ANGEZEIGTER TEXT:
* * * * *

Michael Ilg, stellvertretender Leiter des Referats Prävention in Tuttlingen, und Polizeihauptmeisterin Jessica Hakenjos sind an den Schulen im Schwarzwald-Baar-Kreis unterwegs. Foto: Leroy Behrens

Ein falscher Klick, ein verletzender Kommentar, ein verstörendes Video – die digitale Welt birgt für Kinder und Jugendliche viele unsichtbare Risiken. Mit dem Präventionsprogramm „Klasse im Netz“ geht die Polizei im Schwarzwald-Baar-Kreis aktiv an Schulen, um aufzuklären, zu schützen und zu stärken.

Ein unbedachter Klick – und das Leben kann sich schlagartig verändern. Vielen Schülern wird diese Realität erst bewusst, wenn es längst zu spät ist. Ob verletzende Kommentare auf Social Media, ungewolltes Begehen von Straftaten oder Mobbing in Klassengruppen: Das Internet ist für Jugendliche längst nicht nur Spielplatz und Unterhaltungsort, sondern auch eine Zone voller Risiken. Doch genau diese Gefahren bleiben oft im Verborgenen.

 

Um dem entgegenzuwirken, verstärkt die Polizei im Schwarzwald-Baar-Kreis ihre Präventionsarbeit an Schulen – mit besonderem Fokus auf Mediengefahren. Michael Ilg, stellvertretender Leiter des Referats Prävention in Tuttlingen, und Polizeihauptmeisterin Jessica Hakenjos berichten aus ihrem Alltag. „Das Thema ist so schnelllebig – man lernt täglich etwas Neues“, sagt Ilg. Seit 2005 ist er im Bereich Prävention tätig und hat in dieser Zeit zahlreiche Entwicklungen im Umgang mit digitalen Gefahren beobachtet. Hakenjos, die seit März 2024 Teil des Teams ist, empfindet die Arbeit in diesem Bereich als besonders bereichernd: „Es ist ein wahnsinnig schönes Berufsfeld der Polizei. Man kann wirklich etwas bewegen.“

Mediennutzung beginnt oft im Kindergarten

Früher sei er noch selbst regelmäßig in Schulklassen unterwegs gewesen, erklärt Ilg, heute überlasse er das vor allem seinen Kollegen. Eine von ihnen ist Jessica Hakenjos. Die Polizeihauptmeisterin ist beinahe täglich an Schulen im Einsatz. „Oft beginnt die Mediennutzung schon im Kindergarten“, erklärt sie – und macht damit deutlich, wie früh Aufklärung heute ansetzen muss.

* * * * *

AUFGABE A: Seit wann gehört Jessica Hakenjos laut dem angezeigten Text zum Team der Prävention?

BEREITGESTELLTES MATERIAL:
* * * * *

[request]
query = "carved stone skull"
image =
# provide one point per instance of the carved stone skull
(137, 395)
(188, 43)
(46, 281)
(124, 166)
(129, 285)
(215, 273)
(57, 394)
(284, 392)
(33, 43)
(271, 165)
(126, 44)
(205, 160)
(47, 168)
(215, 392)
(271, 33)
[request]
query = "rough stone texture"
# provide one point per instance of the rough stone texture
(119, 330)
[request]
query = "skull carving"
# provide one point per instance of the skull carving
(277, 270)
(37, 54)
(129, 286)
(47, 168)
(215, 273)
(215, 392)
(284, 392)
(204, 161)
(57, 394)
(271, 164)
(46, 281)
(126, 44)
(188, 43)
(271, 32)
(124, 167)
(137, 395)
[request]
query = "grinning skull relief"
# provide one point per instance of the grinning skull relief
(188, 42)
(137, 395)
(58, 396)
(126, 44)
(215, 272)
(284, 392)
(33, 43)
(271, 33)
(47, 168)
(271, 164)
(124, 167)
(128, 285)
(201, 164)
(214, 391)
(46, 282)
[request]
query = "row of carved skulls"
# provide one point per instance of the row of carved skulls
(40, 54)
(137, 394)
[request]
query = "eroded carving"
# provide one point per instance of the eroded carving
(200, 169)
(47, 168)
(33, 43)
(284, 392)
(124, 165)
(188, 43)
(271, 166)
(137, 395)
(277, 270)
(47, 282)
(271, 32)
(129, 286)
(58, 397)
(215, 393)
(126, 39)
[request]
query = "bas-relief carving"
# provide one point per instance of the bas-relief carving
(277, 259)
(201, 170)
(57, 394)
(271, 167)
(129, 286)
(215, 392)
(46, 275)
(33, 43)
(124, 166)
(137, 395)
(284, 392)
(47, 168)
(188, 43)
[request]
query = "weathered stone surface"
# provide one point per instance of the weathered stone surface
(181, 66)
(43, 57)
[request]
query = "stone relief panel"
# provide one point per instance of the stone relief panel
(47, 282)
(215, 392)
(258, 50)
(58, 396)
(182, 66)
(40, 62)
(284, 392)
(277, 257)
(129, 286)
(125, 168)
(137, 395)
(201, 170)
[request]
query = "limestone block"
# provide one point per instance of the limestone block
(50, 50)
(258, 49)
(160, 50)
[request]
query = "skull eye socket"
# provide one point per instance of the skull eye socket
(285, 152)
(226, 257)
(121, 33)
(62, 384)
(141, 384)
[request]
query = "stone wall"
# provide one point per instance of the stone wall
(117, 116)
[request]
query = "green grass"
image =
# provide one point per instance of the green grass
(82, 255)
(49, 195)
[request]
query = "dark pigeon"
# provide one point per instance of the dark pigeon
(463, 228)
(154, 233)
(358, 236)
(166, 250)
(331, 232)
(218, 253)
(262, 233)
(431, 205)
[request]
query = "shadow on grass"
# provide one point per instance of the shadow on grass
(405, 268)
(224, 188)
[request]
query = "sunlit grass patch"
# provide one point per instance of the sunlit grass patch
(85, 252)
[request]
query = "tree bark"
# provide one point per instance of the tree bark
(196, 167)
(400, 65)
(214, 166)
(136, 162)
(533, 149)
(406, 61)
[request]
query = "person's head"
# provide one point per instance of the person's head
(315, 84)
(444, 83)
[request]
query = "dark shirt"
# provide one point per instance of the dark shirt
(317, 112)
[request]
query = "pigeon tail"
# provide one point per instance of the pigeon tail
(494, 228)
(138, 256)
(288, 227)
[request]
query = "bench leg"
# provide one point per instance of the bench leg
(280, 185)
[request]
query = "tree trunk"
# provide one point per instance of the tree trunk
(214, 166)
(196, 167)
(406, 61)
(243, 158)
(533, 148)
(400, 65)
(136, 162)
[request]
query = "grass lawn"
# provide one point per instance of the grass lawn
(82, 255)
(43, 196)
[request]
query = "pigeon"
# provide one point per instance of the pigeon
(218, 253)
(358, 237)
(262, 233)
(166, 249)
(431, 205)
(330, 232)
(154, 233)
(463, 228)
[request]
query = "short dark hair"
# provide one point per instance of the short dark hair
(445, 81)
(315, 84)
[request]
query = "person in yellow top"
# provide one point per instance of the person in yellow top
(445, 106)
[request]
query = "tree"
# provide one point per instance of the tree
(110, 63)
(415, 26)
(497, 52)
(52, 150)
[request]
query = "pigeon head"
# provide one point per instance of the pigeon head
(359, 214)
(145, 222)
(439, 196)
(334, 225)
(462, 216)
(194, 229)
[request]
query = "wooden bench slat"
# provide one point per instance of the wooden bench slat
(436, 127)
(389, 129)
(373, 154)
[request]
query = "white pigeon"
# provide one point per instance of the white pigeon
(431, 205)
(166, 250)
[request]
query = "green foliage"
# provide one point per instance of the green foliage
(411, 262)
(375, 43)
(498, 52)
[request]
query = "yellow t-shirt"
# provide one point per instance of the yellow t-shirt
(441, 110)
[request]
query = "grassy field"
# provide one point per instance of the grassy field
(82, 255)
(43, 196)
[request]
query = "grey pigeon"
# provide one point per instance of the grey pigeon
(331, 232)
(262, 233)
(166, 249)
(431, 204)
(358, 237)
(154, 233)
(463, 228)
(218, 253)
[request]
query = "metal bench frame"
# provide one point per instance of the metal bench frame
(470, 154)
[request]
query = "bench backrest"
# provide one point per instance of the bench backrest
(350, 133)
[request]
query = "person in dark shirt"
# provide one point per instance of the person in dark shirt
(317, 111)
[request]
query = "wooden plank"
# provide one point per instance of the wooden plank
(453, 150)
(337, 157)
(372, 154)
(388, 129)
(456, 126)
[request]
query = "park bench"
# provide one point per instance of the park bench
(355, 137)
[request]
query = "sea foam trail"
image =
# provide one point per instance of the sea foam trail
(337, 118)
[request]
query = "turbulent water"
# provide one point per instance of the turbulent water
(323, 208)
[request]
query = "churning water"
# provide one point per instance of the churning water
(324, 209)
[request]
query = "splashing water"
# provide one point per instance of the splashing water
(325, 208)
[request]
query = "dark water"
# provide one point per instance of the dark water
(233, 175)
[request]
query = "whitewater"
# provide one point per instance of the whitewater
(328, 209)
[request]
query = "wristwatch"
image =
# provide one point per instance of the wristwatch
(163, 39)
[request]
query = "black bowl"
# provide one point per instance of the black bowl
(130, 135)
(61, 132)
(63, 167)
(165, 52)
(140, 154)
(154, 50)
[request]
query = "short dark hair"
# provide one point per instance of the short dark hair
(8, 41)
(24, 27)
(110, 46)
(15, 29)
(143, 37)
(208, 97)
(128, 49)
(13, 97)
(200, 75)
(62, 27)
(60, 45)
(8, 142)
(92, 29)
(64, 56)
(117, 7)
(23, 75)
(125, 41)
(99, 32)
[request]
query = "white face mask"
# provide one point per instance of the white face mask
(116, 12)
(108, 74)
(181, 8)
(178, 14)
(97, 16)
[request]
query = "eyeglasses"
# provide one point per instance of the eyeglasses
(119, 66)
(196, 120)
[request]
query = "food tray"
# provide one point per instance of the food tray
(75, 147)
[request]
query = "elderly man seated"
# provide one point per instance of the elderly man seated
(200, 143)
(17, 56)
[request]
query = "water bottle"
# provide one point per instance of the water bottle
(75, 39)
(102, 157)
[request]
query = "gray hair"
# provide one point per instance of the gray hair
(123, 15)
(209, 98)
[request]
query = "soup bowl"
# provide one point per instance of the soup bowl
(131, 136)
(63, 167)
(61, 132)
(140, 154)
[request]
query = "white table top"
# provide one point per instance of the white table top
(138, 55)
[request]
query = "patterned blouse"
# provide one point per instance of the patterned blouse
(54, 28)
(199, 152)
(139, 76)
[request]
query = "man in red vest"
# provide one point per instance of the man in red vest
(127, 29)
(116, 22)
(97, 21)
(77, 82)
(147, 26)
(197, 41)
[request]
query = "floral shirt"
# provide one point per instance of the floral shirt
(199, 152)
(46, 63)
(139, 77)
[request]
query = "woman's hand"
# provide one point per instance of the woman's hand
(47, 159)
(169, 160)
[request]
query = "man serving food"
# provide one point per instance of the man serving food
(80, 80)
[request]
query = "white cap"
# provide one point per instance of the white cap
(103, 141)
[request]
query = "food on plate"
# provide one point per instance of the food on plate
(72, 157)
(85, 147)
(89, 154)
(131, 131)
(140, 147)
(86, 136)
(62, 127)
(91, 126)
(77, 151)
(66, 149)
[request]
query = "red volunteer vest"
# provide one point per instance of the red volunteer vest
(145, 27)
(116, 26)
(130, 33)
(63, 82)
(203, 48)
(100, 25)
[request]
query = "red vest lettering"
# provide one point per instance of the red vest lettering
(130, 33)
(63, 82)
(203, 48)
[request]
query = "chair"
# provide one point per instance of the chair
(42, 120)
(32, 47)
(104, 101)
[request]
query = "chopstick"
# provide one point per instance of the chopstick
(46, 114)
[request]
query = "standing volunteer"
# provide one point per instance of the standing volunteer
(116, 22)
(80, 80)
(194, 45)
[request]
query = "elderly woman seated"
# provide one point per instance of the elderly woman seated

* * * * *

AUFGABE B: Filtere die Auflistung nach allen Zeilen, die die Zeichenfolge „hand“ enthalten. Groß- und Kleinschreibung ist zu beachten.

RICHTIGE ANTWORT A: Seit März 2024.

RICHTIGE ANTWORT B:
query = "woman's hand"
# provide one point per instance of the woman's hand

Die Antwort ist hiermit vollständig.